### Records provided
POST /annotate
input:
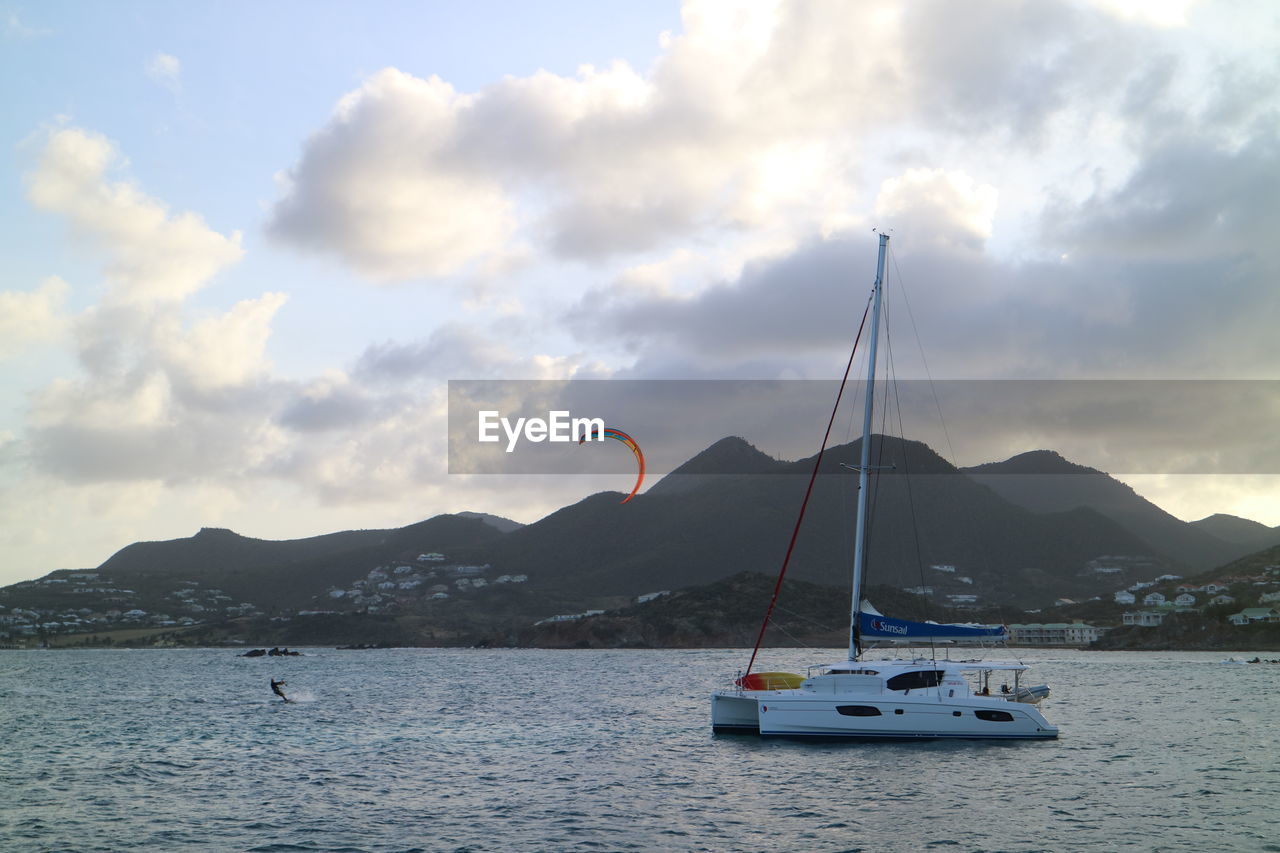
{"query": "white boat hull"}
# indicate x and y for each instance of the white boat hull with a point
(801, 714)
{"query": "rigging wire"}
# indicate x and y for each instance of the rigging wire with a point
(817, 464)
(978, 542)
(906, 470)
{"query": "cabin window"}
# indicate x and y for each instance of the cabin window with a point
(914, 680)
(993, 716)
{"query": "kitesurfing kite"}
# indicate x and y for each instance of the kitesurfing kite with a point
(635, 448)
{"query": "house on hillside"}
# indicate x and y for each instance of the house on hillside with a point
(1054, 634)
(1255, 615)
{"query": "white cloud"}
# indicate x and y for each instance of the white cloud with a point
(32, 316)
(154, 256)
(165, 71)
(942, 208)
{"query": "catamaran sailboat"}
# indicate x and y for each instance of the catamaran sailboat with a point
(892, 699)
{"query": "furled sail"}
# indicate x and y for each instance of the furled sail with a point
(874, 626)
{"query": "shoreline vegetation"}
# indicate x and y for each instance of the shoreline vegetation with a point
(1184, 633)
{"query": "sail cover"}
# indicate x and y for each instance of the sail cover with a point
(874, 626)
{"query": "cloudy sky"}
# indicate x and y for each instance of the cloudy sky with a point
(246, 245)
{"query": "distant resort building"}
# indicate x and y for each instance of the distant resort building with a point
(1255, 615)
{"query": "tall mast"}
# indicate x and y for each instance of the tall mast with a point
(864, 464)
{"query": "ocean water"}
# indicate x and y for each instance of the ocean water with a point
(513, 749)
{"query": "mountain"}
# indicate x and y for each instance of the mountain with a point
(497, 521)
(730, 455)
(926, 512)
(273, 574)
(1045, 482)
(1019, 534)
(1244, 532)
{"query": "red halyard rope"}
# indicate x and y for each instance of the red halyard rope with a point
(804, 503)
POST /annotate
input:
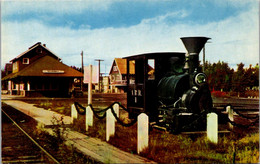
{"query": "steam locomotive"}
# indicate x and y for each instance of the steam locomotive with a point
(170, 87)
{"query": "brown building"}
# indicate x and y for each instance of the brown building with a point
(38, 71)
(118, 75)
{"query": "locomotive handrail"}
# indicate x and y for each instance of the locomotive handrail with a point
(104, 110)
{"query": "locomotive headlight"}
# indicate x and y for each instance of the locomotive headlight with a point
(200, 78)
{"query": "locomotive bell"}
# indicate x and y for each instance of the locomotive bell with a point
(193, 45)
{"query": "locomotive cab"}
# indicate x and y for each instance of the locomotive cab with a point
(170, 86)
(144, 72)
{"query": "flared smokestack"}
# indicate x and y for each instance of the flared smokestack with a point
(193, 45)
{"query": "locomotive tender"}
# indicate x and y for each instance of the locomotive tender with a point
(170, 86)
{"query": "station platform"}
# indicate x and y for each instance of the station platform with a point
(98, 150)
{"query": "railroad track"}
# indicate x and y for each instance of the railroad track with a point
(17, 145)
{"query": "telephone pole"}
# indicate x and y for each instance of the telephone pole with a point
(82, 70)
(99, 79)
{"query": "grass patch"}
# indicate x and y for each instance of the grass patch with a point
(241, 147)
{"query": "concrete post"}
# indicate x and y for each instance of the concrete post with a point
(142, 132)
(230, 113)
(110, 124)
(74, 113)
(212, 127)
(89, 117)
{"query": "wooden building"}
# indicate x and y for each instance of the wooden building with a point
(118, 75)
(39, 72)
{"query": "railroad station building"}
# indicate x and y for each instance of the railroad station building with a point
(39, 72)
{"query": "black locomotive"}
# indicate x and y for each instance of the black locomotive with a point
(170, 87)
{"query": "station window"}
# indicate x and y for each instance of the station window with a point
(25, 60)
(151, 69)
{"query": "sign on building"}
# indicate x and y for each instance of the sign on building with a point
(95, 75)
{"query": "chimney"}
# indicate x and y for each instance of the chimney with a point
(193, 45)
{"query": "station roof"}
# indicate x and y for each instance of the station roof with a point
(154, 55)
(38, 44)
(46, 66)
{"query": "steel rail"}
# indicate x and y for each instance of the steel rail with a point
(48, 154)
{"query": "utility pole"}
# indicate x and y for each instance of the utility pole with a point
(82, 70)
(203, 68)
(99, 79)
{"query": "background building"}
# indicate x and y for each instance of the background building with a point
(39, 72)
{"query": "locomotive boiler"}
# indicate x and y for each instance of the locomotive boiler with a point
(170, 87)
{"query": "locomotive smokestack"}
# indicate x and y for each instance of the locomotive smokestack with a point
(193, 45)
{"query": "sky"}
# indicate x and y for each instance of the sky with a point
(108, 29)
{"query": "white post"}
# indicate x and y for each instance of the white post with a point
(110, 124)
(89, 117)
(116, 109)
(212, 127)
(28, 86)
(142, 132)
(230, 113)
(90, 85)
(74, 113)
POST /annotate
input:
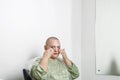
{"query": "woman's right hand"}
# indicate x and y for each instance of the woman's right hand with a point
(48, 53)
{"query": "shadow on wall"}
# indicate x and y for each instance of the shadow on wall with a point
(15, 78)
(113, 68)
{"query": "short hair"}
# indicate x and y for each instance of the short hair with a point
(47, 41)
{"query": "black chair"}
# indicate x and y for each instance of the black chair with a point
(26, 74)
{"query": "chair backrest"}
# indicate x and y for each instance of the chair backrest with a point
(26, 74)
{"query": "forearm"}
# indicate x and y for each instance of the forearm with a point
(67, 61)
(44, 63)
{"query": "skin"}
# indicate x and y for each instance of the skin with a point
(52, 51)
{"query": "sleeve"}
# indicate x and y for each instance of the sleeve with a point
(73, 71)
(38, 73)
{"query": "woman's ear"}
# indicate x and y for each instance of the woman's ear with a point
(45, 47)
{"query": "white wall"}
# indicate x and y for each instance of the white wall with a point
(24, 27)
(88, 44)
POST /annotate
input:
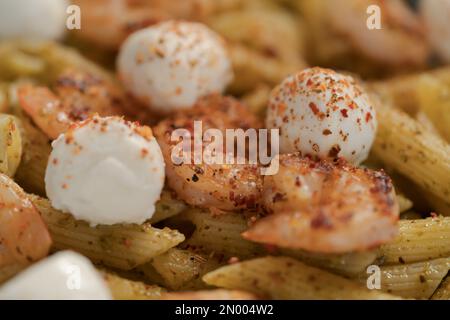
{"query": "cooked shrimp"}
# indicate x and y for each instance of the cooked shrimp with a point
(325, 206)
(401, 40)
(76, 96)
(109, 22)
(219, 186)
(24, 237)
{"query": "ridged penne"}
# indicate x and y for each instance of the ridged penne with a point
(405, 145)
(180, 269)
(416, 280)
(167, 206)
(287, 278)
(119, 246)
(404, 203)
(124, 289)
(217, 294)
(36, 150)
(219, 234)
(443, 292)
(418, 240)
(346, 264)
(222, 235)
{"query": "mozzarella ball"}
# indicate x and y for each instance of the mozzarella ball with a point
(37, 19)
(170, 65)
(436, 15)
(65, 275)
(324, 114)
(106, 171)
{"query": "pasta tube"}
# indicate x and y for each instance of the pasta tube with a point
(124, 289)
(408, 147)
(287, 278)
(418, 240)
(119, 246)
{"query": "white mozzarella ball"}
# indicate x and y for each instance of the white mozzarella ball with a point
(323, 113)
(36, 19)
(106, 171)
(65, 275)
(170, 65)
(436, 15)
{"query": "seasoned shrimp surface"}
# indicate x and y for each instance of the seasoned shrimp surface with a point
(326, 206)
(399, 42)
(24, 237)
(219, 186)
(75, 96)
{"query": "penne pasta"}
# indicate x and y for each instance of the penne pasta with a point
(409, 148)
(219, 234)
(124, 289)
(416, 280)
(404, 203)
(418, 240)
(119, 246)
(167, 206)
(344, 264)
(218, 294)
(425, 93)
(180, 269)
(36, 150)
(443, 292)
(287, 278)
(222, 235)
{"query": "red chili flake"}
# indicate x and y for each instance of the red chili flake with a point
(334, 151)
(271, 248)
(314, 108)
(144, 152)
(281, 108)
(127, 242)
(352, 105)
(233, 260)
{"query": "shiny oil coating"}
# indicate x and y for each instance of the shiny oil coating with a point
(326, 207)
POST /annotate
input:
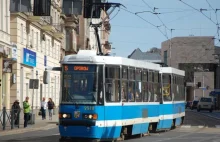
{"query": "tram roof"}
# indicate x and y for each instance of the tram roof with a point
(89, 56)
(172, 70)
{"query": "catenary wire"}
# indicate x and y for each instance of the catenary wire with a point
(157, 17)
(197, 10)
(146, 22)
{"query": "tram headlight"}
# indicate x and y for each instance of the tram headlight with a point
(90, 116)
(64, 116)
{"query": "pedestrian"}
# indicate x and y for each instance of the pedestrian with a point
(26, 107)
(16, 109)
(43, 108)
(51, 105)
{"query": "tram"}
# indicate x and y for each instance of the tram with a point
(110, 98)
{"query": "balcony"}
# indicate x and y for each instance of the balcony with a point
(71, 22)
(33, 18)
(59, 31)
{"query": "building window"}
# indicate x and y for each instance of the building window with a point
(21, 33)
(165, 57)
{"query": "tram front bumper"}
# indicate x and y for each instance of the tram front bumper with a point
(80, 129)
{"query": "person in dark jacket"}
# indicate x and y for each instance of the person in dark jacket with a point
(51, 106)
(16, 109)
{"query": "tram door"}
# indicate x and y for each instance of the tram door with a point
(167, 107)
(113, 107)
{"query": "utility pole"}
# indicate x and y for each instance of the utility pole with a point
(203, 85)
(171, 30)
(194, 96)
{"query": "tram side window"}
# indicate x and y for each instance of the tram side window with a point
(157, 90)
(138, 91)
(166, 87)
(100, 85)
(150, 86)
(112, 87)
(124, 90)
(144, 85)
(131, 85)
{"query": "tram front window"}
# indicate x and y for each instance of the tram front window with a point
(80, 86)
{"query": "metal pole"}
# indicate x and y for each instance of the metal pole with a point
(32, 111)
(194, 88)
(20, 6)
(203, 86)
(98, 40)
(4, 117)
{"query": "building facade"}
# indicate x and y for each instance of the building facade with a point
(5, 54)
(137, 54)
(195, 56)
(39, 43)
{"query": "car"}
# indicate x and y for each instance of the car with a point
(205, 103)
(194, 104)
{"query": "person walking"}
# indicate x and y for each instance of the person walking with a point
(16, 109)
(43, 108)
(51, 105)
(26, 107)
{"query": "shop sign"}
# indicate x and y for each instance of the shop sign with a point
(14, 53)
(7, 66)
(29, 57)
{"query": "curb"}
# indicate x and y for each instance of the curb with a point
(23, 130)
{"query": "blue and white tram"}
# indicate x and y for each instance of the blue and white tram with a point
(108, 98)
(173, 91)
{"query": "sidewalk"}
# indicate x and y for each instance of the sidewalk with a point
(39, 125)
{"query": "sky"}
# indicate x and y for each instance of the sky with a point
(130, 31)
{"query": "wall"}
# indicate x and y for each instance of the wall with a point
(189, 50)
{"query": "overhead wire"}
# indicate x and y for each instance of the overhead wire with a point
(146, 22)
(157, 17)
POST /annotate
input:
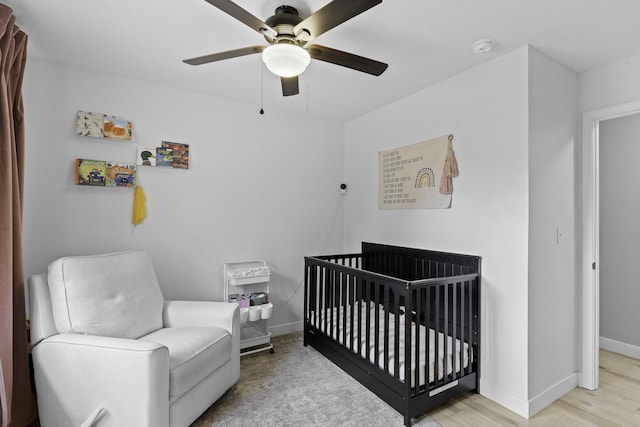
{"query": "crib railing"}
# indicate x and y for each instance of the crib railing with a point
(440, 295)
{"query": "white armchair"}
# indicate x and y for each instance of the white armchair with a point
(108, 350)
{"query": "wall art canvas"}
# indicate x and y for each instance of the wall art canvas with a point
(180, 154)
(103, 173)
(98, 125)
(91, 172)
(410, 177)
(164, 157)
(146, 156)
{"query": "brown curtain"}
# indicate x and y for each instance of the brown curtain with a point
(18, 401)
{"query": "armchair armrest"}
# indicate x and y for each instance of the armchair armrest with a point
(181, 314)
(125, 382)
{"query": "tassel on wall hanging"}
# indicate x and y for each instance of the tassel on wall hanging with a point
(450, 169)
(139, 212)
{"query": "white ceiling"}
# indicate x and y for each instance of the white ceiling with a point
(423, 41)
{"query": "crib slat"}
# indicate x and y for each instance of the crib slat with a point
(445, 362)
(417, 297)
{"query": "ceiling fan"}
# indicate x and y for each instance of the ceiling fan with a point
(288, 35)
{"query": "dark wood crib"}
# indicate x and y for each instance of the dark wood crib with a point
(404, 322)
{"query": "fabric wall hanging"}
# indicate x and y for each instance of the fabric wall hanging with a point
(417, 176)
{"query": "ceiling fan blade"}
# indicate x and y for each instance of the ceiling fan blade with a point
(332, 15)
(290, 86)
(232, 9)
(224, 55)
(346, 59)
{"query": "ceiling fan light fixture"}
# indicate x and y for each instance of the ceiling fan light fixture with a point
(286, 60)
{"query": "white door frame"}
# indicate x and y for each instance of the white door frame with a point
(591, 237)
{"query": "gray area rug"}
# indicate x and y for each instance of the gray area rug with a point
(297, 386)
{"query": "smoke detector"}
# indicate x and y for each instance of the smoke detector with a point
(483, 46)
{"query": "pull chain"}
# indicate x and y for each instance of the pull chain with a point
(261, 88)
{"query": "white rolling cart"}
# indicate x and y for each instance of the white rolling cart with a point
(247, 283)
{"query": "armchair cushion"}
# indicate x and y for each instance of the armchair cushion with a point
(115, 295)
(194, 353)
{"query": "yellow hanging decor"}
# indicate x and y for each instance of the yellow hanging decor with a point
(139, 212)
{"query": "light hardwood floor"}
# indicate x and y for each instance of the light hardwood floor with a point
(615, 403)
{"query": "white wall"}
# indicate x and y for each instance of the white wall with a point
(553, 291)
(486, 109)
(610, 85)
(619, 230)
(260, 186)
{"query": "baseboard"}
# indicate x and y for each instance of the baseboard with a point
(552, 394)
(528, 409)
(625, 349)
(504, 398)
(287, 328)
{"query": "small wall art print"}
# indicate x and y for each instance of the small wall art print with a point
(103, 173)
(169, 154)
(98, 125)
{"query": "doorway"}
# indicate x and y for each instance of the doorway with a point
(591, 237)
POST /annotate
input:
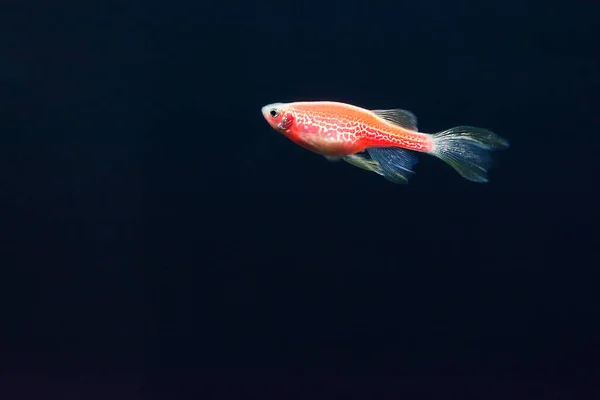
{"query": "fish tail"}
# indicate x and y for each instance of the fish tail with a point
(468, 150)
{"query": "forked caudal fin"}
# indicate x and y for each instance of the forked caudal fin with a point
(467, 149)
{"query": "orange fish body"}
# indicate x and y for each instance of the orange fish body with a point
(382, 141)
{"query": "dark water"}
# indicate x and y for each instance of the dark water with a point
(159, 239)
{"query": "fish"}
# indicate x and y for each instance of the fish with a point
(384, 141)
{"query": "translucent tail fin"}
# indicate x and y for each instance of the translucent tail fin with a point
(467, 149)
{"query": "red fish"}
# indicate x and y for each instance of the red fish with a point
(382, 141)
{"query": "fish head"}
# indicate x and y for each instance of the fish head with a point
(280, 116)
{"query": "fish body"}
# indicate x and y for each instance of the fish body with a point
(382, 141)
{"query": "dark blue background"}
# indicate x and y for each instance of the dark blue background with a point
(158, 237)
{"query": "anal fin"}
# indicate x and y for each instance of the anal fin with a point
(395, 163)
(361, 160)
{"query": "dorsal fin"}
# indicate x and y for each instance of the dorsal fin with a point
(398, 116)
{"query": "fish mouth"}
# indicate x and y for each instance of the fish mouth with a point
(265, 110)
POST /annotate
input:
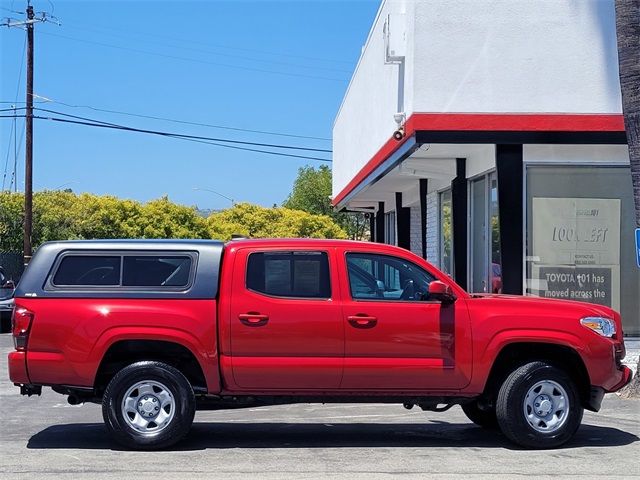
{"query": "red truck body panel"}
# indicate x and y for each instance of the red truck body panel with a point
(69, 337)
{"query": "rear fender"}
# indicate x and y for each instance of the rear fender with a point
(207, 359)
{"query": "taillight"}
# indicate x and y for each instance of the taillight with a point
(22, 319)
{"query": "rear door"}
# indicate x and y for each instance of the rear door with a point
(396, 338)
(286, 329)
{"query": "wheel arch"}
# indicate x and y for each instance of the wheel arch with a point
(125, 352)
(514, 355)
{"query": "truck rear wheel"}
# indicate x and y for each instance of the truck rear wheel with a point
(538, 406)
(148, 405)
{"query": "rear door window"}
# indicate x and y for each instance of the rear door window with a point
(289, 274)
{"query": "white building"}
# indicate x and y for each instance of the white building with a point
(512, 173)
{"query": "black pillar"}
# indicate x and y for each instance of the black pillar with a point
(380, 223)
(510, 198)
(459, 213)
(423, 216)
(403, 223)
(372, 226)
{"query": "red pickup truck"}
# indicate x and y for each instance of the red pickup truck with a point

### Exercise goal
The answer should be one number: how many lines in the listing above contain "pickup".

### Written reply
2